__WHAT YOU WILL DO__
Look through the material below for "window". Copy every line that contains it.

__DATA__
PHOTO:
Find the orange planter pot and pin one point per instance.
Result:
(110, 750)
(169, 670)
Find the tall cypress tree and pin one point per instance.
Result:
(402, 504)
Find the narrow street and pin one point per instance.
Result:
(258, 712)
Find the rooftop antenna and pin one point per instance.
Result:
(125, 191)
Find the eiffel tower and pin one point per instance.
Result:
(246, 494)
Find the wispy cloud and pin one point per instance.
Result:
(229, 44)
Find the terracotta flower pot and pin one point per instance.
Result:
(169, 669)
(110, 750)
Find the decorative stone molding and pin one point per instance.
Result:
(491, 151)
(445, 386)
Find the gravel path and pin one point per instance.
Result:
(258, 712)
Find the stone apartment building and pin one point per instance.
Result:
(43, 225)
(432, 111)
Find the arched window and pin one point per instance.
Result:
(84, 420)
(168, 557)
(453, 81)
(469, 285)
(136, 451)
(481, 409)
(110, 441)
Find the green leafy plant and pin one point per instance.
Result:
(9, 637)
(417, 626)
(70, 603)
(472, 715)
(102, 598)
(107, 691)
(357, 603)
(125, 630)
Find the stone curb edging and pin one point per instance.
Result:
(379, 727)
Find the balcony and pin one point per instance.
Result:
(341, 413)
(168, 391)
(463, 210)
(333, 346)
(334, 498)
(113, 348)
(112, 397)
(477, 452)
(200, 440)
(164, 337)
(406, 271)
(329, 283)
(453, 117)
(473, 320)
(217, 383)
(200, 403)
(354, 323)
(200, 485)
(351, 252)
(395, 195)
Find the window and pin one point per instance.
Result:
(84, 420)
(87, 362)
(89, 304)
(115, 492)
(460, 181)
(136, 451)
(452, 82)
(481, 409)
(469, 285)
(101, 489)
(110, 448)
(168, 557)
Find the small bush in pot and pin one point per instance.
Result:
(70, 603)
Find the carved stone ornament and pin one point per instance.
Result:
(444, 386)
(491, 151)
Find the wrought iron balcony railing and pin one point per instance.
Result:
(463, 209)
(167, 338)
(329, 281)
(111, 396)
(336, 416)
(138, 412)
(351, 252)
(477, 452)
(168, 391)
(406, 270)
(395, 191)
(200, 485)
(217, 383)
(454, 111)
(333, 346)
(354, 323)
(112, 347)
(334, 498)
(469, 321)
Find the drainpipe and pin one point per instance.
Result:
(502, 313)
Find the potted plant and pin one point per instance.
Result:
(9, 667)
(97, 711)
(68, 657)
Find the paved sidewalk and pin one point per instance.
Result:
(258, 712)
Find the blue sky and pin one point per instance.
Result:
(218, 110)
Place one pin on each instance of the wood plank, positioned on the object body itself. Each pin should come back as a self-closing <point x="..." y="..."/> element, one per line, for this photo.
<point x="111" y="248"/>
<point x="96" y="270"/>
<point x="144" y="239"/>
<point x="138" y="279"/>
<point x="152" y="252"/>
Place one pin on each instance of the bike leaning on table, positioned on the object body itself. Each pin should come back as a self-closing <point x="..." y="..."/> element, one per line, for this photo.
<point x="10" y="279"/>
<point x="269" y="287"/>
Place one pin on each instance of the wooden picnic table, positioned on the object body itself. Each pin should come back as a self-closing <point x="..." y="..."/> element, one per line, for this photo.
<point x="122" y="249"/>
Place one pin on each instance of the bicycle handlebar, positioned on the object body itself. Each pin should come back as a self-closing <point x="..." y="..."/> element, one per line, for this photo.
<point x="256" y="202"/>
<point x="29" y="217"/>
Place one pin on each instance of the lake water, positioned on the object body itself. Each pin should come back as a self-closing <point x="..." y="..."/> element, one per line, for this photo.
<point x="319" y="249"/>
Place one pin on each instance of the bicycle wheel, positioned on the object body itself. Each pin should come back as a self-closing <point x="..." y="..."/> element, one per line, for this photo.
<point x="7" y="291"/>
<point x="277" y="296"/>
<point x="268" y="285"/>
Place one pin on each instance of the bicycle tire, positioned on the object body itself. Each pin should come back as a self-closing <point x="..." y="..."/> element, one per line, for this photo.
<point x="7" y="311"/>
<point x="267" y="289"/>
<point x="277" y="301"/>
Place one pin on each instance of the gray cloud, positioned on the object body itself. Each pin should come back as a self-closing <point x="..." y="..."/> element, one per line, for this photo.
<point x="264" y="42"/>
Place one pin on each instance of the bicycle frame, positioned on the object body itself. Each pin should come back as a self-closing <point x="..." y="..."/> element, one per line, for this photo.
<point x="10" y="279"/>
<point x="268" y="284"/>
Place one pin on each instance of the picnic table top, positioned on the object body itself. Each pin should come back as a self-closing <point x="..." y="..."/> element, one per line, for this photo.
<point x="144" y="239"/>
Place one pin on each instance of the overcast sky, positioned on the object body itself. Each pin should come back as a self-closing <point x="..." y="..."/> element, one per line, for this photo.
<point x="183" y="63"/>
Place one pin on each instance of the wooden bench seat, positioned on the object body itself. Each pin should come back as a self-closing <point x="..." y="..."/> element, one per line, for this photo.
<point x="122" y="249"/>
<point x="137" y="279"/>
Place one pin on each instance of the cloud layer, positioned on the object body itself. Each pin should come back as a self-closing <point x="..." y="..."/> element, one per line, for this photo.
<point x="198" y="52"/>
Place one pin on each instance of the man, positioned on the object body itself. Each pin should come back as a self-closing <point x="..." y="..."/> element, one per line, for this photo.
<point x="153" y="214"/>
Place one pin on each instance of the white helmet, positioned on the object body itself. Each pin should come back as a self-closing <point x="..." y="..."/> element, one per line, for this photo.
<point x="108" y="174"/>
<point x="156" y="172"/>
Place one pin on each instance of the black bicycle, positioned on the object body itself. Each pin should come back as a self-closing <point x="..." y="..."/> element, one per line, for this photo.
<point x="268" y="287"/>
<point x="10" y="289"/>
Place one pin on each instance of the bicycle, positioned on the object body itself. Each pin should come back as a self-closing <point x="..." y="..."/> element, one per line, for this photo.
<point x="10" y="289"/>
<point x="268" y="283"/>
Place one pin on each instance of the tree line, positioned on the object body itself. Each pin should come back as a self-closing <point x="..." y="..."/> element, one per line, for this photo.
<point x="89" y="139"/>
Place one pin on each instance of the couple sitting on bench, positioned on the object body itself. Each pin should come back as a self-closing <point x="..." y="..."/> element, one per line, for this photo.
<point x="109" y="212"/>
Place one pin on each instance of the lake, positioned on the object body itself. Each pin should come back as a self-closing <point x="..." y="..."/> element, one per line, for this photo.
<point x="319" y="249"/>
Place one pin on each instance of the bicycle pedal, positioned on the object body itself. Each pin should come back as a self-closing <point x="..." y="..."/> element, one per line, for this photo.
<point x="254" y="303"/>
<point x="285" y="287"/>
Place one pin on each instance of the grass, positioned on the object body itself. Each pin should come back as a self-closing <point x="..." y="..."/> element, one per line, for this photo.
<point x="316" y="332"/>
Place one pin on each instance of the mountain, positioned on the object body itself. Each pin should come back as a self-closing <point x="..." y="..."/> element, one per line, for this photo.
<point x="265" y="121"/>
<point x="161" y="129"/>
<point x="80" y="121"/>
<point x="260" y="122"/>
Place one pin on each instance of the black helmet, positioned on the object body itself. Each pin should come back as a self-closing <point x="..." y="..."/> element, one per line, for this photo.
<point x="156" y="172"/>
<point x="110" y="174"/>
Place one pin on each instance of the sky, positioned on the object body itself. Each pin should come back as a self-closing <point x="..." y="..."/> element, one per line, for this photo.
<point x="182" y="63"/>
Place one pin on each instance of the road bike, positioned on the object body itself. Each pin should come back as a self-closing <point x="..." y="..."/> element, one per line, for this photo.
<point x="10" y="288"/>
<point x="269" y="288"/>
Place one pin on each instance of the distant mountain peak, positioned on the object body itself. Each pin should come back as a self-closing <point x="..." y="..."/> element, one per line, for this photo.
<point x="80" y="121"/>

==

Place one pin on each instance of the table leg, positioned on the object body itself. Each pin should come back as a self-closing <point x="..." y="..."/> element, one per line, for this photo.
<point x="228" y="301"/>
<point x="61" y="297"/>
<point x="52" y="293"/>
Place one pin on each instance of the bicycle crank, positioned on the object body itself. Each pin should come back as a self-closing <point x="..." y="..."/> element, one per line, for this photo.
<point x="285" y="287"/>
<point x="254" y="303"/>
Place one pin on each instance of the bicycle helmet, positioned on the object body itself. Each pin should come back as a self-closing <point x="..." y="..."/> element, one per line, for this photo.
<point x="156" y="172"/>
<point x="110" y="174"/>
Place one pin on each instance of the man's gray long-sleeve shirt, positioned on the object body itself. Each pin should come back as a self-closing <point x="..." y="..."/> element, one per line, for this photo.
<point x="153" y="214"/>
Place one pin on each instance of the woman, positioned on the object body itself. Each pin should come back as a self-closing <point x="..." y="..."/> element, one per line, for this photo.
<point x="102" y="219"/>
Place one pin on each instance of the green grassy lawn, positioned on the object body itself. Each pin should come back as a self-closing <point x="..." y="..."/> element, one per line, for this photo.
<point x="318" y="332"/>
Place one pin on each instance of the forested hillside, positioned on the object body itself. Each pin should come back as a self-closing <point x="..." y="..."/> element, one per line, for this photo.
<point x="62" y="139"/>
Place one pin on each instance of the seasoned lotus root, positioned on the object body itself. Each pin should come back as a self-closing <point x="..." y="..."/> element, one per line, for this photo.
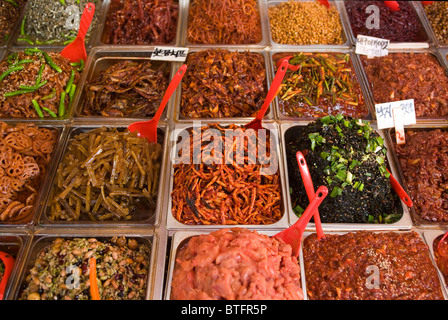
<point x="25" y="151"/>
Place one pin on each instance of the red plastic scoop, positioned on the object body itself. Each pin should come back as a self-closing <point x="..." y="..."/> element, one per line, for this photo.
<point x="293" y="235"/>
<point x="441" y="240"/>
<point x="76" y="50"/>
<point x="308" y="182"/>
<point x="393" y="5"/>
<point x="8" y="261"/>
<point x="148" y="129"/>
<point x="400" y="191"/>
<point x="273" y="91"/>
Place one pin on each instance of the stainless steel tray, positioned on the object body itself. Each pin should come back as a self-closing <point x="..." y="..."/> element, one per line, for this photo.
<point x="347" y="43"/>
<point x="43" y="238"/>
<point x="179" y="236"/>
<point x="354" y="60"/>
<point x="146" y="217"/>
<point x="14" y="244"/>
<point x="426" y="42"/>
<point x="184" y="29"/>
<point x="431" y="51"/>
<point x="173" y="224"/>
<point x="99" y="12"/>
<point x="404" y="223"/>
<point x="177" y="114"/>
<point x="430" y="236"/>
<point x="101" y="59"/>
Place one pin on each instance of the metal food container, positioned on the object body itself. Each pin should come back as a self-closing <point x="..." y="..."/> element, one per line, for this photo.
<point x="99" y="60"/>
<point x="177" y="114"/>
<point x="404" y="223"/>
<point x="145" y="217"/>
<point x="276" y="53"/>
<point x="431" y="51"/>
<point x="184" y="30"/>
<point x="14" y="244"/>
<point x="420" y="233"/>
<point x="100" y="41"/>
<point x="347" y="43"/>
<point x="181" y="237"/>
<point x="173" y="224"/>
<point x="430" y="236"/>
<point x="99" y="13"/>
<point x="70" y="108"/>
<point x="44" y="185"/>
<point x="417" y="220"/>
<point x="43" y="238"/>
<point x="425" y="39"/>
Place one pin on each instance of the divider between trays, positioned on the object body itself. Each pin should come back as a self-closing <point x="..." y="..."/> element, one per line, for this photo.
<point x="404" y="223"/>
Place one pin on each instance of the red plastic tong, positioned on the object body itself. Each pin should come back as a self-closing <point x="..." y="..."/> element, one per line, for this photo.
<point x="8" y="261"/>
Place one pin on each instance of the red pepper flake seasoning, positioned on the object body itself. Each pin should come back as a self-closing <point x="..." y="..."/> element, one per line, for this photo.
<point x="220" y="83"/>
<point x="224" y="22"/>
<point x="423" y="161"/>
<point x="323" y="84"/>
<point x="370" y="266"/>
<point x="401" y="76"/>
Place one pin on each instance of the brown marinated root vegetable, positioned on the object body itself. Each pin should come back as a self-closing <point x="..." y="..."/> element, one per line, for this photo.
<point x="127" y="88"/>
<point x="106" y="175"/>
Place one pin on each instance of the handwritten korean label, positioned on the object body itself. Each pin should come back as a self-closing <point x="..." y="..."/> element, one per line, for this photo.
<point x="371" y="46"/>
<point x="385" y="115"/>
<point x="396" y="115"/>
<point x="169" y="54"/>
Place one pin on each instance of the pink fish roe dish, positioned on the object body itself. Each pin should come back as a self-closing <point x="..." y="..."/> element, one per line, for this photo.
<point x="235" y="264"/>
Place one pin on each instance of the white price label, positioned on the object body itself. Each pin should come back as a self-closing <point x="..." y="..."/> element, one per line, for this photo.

...

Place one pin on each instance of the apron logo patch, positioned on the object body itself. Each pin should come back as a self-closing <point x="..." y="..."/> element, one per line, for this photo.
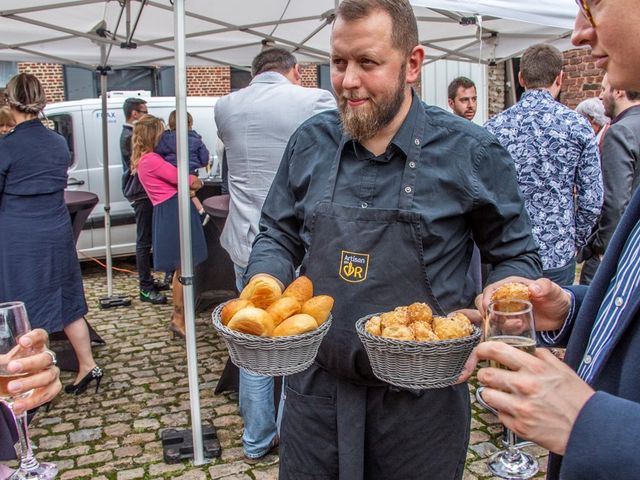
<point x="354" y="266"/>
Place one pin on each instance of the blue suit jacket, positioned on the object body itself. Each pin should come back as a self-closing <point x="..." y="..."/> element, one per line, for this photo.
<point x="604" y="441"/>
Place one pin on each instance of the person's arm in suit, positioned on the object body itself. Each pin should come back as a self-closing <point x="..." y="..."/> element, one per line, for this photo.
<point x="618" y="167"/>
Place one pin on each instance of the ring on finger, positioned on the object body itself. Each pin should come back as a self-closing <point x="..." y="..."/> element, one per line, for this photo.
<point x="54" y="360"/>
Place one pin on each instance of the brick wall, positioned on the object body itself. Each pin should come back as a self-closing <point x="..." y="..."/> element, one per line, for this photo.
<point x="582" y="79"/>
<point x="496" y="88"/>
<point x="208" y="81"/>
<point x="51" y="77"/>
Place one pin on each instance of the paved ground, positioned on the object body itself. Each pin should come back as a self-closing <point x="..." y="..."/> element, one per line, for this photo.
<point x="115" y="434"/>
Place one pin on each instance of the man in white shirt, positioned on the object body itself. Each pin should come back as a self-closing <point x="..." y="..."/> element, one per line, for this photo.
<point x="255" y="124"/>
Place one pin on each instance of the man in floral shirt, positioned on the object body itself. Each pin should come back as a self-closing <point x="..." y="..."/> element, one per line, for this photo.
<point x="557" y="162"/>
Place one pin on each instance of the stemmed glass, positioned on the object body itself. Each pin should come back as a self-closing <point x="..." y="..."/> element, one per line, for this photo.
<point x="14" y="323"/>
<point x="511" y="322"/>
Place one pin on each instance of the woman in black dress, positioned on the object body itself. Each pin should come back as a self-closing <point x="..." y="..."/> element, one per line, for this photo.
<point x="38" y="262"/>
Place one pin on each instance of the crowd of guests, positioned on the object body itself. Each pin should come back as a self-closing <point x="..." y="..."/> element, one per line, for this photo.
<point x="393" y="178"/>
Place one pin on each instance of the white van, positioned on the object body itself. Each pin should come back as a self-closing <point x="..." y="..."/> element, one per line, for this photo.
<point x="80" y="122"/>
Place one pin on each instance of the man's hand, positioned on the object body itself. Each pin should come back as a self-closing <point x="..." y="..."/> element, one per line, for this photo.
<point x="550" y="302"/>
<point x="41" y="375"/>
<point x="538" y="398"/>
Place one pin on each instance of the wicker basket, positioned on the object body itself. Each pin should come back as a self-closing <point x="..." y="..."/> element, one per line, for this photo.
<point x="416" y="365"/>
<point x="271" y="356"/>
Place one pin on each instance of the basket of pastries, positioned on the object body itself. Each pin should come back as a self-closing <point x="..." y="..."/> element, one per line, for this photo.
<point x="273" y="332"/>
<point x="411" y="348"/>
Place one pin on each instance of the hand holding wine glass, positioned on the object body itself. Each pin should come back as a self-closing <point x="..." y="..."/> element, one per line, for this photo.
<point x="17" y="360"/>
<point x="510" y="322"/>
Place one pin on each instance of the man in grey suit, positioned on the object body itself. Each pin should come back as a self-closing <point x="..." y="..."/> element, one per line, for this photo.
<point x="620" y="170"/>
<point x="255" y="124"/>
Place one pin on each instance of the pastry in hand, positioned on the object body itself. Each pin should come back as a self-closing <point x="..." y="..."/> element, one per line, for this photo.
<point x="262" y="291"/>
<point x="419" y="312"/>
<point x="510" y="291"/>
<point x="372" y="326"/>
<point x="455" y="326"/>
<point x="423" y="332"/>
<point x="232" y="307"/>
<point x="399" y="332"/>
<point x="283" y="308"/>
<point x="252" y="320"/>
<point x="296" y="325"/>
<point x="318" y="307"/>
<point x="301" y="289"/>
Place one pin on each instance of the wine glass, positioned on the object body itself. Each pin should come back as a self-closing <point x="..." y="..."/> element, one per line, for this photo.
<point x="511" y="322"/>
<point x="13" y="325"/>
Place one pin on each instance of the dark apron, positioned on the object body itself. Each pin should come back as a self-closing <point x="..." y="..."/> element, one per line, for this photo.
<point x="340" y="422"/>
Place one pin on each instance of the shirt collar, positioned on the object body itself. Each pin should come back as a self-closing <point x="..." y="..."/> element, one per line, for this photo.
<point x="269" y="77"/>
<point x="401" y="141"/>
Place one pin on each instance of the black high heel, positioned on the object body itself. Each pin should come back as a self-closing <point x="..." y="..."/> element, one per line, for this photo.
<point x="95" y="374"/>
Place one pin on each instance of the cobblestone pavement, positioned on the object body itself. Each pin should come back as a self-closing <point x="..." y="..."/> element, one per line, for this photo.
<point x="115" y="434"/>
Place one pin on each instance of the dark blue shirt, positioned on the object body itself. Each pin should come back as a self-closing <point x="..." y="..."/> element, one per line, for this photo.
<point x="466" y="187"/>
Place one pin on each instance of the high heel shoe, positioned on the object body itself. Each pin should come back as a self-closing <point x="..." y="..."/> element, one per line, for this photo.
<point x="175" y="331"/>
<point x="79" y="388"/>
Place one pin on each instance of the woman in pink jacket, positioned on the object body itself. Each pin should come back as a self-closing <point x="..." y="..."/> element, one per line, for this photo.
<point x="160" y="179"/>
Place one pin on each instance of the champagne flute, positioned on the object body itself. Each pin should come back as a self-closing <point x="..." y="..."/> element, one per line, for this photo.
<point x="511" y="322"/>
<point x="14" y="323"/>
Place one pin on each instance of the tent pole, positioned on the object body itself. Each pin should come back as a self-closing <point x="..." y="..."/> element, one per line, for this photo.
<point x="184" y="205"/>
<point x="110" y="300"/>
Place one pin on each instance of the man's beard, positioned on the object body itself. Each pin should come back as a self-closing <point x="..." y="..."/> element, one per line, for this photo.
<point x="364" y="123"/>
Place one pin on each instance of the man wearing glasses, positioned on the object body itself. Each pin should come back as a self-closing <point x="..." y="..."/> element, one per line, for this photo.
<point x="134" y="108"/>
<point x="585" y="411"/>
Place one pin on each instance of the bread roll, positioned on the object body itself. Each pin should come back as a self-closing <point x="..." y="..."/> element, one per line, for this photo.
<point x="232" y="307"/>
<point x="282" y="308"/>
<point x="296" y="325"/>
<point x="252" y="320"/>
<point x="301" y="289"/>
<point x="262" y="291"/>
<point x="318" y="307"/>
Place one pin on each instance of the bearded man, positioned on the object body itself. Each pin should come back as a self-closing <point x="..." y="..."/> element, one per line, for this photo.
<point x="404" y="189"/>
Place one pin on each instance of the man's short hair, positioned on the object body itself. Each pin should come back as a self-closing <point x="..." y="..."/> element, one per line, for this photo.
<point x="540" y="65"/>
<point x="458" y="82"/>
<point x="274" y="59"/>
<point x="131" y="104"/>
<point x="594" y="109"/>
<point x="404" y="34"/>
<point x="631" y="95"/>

__FINISHED TASK__
Find the arched window and pin one point per instance.
Find the window and pin one point per instance.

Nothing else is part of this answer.